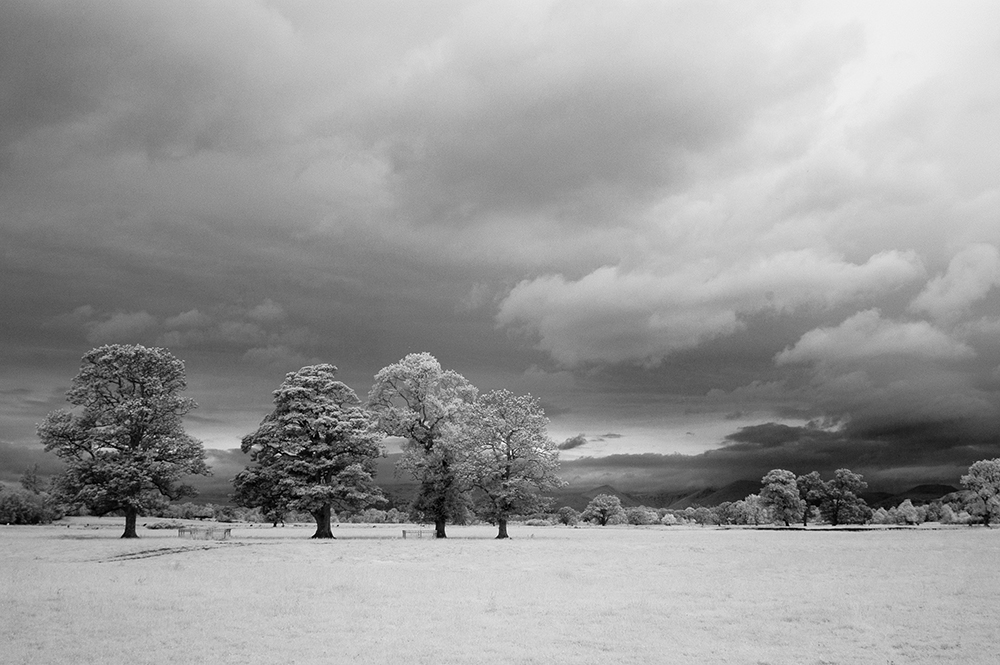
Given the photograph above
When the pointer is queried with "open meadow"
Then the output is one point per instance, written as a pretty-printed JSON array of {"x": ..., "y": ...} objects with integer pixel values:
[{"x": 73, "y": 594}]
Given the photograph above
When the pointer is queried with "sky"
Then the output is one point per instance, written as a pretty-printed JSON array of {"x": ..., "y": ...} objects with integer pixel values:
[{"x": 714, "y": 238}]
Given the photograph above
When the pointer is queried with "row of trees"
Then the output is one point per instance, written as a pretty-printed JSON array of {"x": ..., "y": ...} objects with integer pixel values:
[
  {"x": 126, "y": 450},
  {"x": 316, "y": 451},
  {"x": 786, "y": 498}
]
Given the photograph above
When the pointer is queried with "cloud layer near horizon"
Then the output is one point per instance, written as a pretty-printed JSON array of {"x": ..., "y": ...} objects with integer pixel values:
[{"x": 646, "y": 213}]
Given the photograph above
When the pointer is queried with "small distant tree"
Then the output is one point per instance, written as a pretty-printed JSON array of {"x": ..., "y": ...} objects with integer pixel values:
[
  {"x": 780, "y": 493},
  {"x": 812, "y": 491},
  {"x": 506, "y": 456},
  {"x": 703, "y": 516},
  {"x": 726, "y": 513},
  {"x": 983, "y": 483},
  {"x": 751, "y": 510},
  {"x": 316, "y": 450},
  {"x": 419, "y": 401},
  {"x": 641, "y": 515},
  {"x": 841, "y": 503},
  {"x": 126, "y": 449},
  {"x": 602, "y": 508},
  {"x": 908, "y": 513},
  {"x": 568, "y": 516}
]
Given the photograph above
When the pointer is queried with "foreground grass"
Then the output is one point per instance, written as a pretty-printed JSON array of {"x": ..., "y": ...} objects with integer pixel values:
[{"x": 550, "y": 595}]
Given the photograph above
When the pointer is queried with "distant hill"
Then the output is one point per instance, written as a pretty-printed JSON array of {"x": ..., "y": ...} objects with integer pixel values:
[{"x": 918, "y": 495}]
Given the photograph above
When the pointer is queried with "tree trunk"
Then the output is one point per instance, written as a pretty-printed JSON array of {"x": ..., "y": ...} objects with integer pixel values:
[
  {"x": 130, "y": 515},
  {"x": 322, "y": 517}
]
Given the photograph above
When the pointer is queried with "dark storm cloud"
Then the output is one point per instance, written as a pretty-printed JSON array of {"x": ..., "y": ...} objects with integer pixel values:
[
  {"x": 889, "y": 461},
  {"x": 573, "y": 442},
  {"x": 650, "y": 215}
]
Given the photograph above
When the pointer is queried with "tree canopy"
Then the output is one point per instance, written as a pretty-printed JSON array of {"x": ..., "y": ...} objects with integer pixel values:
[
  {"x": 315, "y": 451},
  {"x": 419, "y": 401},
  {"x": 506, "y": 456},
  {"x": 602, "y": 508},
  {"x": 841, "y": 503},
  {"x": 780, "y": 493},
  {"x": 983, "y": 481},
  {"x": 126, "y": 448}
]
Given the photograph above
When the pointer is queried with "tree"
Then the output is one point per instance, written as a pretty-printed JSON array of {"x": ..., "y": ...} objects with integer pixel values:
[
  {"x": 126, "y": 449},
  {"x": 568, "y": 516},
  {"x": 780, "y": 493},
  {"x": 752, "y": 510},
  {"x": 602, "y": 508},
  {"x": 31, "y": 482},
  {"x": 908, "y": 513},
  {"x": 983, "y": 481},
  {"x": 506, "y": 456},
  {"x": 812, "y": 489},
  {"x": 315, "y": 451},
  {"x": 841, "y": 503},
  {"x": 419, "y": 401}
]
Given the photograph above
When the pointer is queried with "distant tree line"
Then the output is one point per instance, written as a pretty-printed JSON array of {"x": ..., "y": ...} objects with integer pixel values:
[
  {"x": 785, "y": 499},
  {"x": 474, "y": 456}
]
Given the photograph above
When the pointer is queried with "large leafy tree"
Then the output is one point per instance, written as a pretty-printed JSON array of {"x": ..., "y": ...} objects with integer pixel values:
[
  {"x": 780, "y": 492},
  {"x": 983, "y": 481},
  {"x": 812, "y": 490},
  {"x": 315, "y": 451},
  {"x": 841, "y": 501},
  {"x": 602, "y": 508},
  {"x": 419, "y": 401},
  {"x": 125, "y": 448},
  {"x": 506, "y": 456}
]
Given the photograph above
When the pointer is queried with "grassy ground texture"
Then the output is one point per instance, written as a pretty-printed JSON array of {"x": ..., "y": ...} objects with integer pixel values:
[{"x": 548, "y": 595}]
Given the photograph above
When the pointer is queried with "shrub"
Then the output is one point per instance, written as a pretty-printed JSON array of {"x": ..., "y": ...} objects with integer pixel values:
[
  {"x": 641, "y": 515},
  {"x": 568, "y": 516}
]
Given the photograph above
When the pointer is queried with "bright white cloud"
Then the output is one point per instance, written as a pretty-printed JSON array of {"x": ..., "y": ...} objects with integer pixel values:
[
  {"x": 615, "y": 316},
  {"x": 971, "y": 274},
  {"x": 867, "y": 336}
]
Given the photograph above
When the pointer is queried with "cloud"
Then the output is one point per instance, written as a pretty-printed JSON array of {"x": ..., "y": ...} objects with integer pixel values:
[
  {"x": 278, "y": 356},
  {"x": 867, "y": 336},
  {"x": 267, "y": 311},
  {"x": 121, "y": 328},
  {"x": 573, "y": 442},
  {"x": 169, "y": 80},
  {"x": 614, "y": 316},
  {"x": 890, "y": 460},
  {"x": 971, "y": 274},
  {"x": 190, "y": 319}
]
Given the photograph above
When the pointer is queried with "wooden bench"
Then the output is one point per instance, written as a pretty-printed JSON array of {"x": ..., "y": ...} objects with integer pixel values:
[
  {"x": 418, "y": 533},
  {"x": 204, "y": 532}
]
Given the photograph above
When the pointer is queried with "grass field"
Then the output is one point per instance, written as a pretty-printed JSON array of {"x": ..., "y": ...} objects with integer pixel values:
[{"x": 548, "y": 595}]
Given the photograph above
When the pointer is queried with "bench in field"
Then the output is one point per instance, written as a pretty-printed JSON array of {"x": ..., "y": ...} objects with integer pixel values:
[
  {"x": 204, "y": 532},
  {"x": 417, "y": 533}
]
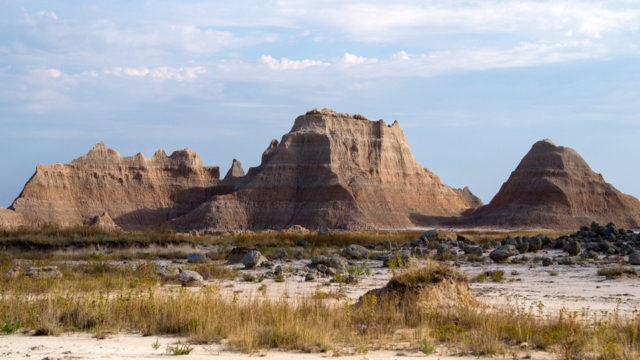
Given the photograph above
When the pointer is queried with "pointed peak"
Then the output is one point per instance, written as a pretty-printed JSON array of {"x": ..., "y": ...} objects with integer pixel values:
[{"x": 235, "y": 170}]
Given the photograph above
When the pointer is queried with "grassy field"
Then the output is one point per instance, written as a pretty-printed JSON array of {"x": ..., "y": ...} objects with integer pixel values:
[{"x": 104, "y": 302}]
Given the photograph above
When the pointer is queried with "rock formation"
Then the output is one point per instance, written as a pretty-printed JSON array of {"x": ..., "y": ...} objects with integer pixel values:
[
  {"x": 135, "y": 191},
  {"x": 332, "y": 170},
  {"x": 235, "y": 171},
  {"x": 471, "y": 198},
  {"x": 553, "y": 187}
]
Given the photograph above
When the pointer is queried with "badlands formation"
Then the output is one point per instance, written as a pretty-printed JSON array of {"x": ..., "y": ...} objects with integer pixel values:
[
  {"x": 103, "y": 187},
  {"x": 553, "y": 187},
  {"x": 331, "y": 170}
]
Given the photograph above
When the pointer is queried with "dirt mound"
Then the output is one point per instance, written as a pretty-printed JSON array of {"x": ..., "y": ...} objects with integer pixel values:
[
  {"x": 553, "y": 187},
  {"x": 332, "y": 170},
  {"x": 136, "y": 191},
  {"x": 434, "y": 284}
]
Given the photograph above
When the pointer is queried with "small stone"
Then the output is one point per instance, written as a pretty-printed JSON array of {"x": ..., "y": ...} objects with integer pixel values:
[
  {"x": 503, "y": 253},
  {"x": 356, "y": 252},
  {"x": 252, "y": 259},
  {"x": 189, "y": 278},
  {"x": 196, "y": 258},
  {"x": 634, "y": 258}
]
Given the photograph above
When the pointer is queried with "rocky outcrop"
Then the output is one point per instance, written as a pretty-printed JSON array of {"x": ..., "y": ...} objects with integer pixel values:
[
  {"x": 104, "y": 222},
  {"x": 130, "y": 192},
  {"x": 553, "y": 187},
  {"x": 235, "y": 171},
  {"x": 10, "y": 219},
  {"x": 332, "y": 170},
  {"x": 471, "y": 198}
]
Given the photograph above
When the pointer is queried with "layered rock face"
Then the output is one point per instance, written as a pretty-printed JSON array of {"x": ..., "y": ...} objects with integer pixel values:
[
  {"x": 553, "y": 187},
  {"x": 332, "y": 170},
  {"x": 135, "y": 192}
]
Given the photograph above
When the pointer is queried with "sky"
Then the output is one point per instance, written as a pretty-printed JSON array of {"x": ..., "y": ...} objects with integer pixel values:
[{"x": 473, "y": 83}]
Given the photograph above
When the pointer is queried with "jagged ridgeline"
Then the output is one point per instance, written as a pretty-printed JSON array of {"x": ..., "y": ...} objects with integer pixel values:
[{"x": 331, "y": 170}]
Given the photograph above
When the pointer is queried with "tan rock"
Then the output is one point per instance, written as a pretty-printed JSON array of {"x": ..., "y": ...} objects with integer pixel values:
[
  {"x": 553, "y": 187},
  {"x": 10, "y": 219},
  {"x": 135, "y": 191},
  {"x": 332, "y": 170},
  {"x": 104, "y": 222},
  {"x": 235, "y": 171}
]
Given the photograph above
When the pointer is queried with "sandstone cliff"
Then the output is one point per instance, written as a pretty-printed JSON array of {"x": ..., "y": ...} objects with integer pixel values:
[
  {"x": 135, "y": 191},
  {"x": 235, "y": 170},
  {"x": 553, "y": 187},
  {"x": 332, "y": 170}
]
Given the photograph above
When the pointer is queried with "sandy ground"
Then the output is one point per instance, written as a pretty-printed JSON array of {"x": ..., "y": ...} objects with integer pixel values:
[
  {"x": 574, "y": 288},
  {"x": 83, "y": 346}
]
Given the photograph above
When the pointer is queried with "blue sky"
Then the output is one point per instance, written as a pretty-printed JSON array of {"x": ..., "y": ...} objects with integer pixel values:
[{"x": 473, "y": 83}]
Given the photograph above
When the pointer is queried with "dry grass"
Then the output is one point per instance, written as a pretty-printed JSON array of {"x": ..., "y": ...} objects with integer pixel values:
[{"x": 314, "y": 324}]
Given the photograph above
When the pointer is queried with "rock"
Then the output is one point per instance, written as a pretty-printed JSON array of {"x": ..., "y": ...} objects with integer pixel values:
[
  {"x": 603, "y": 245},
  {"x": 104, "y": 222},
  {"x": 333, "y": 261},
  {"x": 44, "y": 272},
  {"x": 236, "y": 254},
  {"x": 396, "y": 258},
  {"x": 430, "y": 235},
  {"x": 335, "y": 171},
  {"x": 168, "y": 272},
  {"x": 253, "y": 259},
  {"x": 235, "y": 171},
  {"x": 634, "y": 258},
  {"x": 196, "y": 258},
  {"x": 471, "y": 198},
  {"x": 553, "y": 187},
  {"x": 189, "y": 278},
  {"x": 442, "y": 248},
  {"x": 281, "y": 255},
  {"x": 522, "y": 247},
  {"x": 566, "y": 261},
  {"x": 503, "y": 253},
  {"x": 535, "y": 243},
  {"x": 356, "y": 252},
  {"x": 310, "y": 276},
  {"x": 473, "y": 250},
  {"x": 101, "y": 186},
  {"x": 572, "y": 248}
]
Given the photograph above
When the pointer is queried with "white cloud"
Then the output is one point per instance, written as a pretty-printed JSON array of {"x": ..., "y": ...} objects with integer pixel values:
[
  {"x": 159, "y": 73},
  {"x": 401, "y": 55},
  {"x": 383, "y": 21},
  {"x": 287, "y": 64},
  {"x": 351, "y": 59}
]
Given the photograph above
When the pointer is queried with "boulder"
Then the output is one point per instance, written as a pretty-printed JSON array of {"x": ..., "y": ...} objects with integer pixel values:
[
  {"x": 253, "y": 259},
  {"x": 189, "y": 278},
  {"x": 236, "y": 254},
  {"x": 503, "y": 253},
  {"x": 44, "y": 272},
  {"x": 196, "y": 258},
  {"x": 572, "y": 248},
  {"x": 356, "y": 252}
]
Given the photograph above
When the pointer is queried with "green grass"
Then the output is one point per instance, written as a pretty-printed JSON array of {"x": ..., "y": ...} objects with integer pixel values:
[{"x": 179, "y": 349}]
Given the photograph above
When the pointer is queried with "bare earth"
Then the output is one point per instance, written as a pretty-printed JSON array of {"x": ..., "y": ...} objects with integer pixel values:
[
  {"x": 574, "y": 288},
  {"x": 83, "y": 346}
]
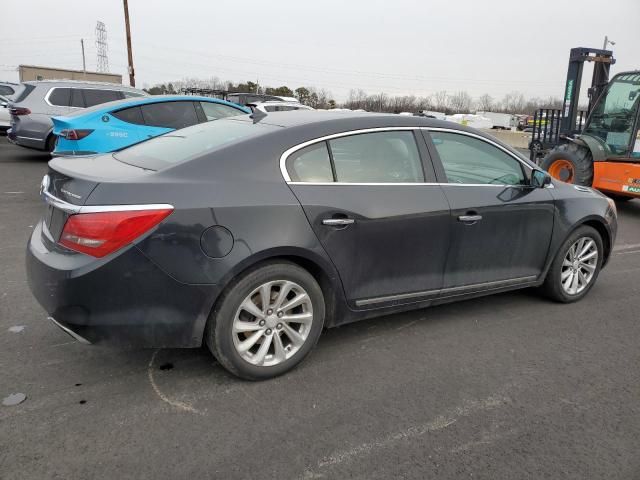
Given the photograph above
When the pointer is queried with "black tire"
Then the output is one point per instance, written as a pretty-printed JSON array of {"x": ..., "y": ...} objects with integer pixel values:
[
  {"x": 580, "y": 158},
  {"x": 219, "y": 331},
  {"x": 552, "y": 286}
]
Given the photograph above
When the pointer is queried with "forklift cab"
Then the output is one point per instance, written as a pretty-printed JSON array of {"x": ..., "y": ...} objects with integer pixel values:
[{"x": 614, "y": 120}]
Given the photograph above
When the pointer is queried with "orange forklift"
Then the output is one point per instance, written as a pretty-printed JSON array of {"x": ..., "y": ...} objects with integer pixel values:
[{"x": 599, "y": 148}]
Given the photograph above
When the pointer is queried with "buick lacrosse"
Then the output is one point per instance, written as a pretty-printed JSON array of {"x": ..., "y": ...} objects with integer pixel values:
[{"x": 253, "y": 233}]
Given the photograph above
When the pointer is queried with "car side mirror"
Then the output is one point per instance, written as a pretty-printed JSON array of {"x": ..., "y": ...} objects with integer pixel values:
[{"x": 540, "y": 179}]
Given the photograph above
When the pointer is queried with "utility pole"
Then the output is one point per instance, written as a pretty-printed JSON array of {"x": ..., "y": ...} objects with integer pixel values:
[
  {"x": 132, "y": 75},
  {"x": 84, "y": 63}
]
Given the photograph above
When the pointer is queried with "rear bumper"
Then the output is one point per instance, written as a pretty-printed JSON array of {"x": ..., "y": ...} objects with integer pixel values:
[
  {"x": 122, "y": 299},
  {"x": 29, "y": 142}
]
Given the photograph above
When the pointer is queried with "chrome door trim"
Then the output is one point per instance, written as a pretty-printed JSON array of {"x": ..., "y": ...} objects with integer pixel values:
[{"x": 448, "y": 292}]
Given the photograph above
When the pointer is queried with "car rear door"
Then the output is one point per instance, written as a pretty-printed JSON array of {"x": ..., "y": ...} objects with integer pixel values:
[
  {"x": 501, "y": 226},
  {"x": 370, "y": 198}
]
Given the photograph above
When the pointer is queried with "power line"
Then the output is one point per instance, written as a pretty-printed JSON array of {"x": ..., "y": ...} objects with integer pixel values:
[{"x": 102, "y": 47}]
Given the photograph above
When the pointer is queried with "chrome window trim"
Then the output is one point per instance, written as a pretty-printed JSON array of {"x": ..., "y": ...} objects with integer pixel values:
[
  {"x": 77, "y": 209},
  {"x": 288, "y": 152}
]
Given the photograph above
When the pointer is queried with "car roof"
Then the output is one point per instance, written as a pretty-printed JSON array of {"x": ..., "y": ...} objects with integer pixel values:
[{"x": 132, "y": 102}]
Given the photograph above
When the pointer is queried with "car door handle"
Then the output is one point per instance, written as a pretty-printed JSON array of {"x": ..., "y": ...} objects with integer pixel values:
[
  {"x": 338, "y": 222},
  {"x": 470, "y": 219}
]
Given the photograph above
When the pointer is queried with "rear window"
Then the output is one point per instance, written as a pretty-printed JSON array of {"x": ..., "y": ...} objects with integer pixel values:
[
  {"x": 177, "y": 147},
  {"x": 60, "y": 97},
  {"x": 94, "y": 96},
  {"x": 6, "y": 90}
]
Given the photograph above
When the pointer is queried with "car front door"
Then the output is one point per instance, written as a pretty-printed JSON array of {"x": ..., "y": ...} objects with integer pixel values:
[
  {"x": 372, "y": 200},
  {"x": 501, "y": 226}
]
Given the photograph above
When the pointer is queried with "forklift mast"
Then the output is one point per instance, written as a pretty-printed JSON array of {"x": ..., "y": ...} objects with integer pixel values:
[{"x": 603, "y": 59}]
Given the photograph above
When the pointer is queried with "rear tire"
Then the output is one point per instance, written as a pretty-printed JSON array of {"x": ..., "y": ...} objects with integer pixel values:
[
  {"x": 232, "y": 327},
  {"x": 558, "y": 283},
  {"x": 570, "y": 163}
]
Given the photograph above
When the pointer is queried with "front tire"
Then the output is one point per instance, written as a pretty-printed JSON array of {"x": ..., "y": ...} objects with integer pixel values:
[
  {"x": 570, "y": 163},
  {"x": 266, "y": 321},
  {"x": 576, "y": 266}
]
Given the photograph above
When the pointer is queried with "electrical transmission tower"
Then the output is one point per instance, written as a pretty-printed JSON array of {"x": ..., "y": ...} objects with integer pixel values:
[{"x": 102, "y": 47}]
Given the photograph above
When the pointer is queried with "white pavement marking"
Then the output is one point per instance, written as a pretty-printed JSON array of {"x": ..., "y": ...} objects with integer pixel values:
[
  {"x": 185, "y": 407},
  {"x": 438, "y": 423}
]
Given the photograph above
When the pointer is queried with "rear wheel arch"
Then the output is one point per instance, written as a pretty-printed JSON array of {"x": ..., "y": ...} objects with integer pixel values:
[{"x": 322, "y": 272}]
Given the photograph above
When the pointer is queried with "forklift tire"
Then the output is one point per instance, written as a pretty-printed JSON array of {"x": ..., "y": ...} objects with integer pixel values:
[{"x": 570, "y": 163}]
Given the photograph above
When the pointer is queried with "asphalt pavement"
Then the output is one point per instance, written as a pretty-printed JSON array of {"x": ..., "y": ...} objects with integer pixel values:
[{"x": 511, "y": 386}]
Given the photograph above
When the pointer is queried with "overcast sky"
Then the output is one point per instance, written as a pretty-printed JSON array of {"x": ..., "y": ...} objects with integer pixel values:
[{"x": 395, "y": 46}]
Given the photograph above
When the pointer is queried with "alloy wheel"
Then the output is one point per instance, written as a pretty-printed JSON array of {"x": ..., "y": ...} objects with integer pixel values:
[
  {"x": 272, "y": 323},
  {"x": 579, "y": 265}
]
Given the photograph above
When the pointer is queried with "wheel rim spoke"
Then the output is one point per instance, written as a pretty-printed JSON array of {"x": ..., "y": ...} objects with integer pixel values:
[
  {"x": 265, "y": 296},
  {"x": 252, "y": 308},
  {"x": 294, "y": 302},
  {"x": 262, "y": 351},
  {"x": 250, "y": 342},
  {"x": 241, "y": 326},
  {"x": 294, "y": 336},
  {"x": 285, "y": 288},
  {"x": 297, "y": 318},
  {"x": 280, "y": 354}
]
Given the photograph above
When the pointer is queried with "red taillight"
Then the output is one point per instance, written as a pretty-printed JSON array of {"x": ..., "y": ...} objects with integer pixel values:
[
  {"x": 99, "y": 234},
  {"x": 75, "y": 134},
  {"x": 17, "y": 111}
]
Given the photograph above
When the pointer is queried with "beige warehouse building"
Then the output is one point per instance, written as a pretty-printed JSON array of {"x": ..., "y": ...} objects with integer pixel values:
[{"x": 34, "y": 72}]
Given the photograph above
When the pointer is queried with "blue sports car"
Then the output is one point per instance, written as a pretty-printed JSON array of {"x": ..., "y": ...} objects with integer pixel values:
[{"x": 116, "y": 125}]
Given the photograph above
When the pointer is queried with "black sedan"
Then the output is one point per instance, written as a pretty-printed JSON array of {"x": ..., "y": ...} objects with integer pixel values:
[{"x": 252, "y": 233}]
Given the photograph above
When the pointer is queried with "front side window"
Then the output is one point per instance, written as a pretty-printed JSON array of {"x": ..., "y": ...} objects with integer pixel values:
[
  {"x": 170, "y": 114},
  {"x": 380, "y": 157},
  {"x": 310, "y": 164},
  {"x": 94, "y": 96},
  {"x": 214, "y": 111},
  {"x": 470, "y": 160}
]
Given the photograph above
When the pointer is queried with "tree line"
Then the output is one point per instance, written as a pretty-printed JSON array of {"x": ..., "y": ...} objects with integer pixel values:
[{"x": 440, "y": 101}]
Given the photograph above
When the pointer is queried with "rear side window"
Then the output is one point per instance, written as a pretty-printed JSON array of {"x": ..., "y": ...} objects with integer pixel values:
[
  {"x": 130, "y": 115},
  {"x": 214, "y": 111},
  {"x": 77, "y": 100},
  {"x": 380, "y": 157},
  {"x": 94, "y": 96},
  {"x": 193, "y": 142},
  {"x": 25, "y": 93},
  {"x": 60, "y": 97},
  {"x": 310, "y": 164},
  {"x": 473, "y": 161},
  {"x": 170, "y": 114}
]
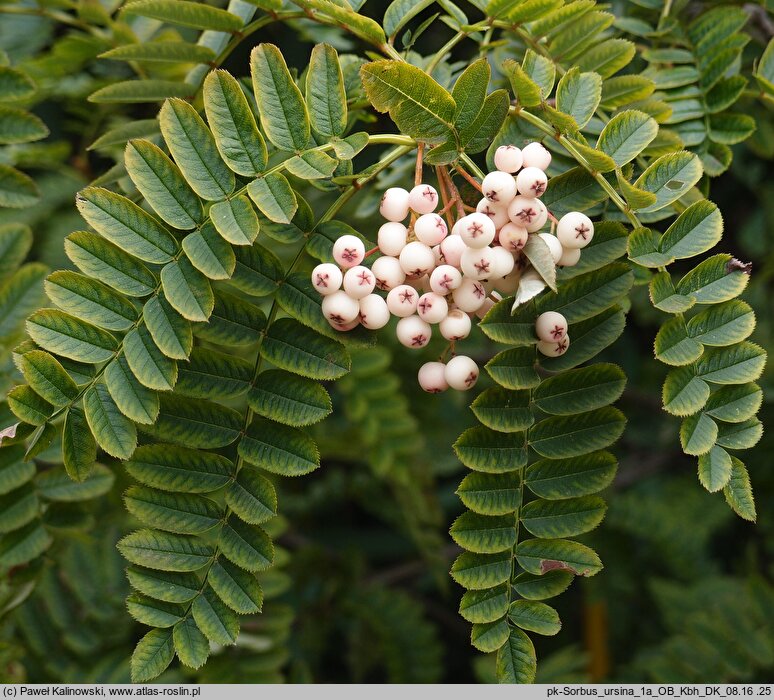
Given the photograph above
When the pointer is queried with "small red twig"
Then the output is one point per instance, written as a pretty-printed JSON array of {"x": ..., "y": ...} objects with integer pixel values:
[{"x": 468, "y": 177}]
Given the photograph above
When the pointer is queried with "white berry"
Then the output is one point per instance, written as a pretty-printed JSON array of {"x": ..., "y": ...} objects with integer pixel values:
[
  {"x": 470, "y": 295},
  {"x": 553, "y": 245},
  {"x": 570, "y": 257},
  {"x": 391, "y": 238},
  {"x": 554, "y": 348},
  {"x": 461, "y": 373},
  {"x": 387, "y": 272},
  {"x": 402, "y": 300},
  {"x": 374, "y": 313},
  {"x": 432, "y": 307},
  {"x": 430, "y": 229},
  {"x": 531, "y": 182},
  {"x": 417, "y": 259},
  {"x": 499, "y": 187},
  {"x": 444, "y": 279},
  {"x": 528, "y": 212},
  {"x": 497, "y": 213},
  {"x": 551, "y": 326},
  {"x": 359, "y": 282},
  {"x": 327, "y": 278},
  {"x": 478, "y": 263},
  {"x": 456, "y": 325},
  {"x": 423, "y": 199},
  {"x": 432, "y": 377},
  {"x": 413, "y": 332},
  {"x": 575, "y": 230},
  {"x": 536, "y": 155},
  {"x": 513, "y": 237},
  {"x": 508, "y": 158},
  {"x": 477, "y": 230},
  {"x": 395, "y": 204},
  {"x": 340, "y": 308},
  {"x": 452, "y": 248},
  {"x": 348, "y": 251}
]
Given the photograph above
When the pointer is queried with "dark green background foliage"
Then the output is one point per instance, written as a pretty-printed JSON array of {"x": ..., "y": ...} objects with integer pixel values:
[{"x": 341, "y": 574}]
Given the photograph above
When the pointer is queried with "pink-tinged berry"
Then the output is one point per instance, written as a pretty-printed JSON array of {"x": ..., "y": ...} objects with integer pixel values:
****************************************
- _SET TASK_
Copy out each line above that contains the string "bench". Case must match.

- _IN RESPONSE_
When the pointer is queried with "wooden bench"
When the pointer is queried with "bench in field"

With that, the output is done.